- _SHORT EXERCISE_
Transcribe everything in the Darryll Fish interview from "Darryll Fish, 23, comes" down to "confuse your opponents?".

- _TEXT SECTION_
#####
Sign Up For Card Player's Newsletter And Free Bi-Monthly Online Magazine

Generation Next -- Darryll Fish

Darryll Fish Will Confuse You

by Craig Tapscott |  Published: Oct 30, 2009

Print-icon
 

Darryll Fish
Many of the successful online tournament professionals tend to have a robotic, similar style of play. While playing 15-20 tables simultaneously, there’s not much metagame going on. There’s no time for reading table conditions, crazy moves, or subtle mistakes of weaker opponents. A great player should be able to play most any style — tight, loose, crazy, or solid — based on how his opponents are playing.

Darryll Fish, 23, comes from a strong cash-game background. He’s used to playing more flops and finding tricky ways to freeze or confuse opponents. “You need to open your mind and do things that people aren’t expecting,” said Fish. “Most of the good players have the same style of play. If you can do different things that people won’t know how to react to or expect, you’re adjusting and staying one step ahead of the game.”

Fish recently capitalized on the confusion principle by capturing the 2009 PokerStars World Championship of Online Poker $1,050 no-limit hold’em event. Card Player sat down with him the day after his big win to understand his unique approach to the game.

Craig Tapscott: So, what have you been doing lately to confuse your opponents?

Darryll Fish: One thing I have been experimenting with is overbetting the pot, mainly on the river. It can be done as a bluff or for value in different situations, because when players see it, they don’t know how to react and make a big mistake. Many times if you overbet the river with a big hand, opponents think you’re bluffing them, and they will call.

CT: What else?

DF: It can depend on your history with a player. Sometimes you can call before the flop from the big blind, and then lead out on the flop as a bluff. Players always expect you to check, so it’s another way to confuse your opponent. It especially can be effective if your opponent is playing 12-15 tables and can’t pay full attention.

CT: What have you learned from your friend, World Series of Poker bracelet winner Matt Graham?

DF: A lot about stack-size management and knowing at which point in a tournament to tighten up; then, at which points to take more risks to accumulate chips. But one of the biggest things I’ve learned is how to take the most profitable lines with different hands, because there are so many options.

CT: What do you mean by best lines with different hands?
#####
- _DATA LINES_

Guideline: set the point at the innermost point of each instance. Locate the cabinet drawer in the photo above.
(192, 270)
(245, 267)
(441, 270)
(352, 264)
#####
- _FINAL RESULT_
Darryll Fish, 23, comes from a strong cash-game background. He’s used to playing more flops and finding tricky ways to freeze or confuse opponents. “You need to open your mind and do things that people aren’t expecting,” said Fish. “Most of the good players have the same style of play. If you can do different things that people won’t know how to react to or expect, you’re adjusting and staying one step ahead of the game.”

Fish recently capitalized on the confusion principle by capturing the 2009 PokerStars World Championship of Online Poker $1,050 no-limit hold’em event. Card Player sat down with him the day after his big win to understand his unique approach to the game.

Craig Tapscott: So, what have you been doing lately to confuse your opponents?